* **Task directions**:
Count the lines in the records that contain the string "white", treating uppercase and lowercase as different, and reply with only the number.

BEGIN Supplied records

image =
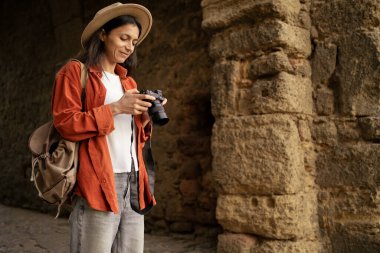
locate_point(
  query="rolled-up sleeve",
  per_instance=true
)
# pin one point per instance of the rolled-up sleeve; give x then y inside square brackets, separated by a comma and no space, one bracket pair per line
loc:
[69,119]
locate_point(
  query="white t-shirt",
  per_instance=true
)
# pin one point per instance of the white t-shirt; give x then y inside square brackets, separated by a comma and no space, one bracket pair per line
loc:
[119,140]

END Supplied records

* **Solution to this exercise**:
2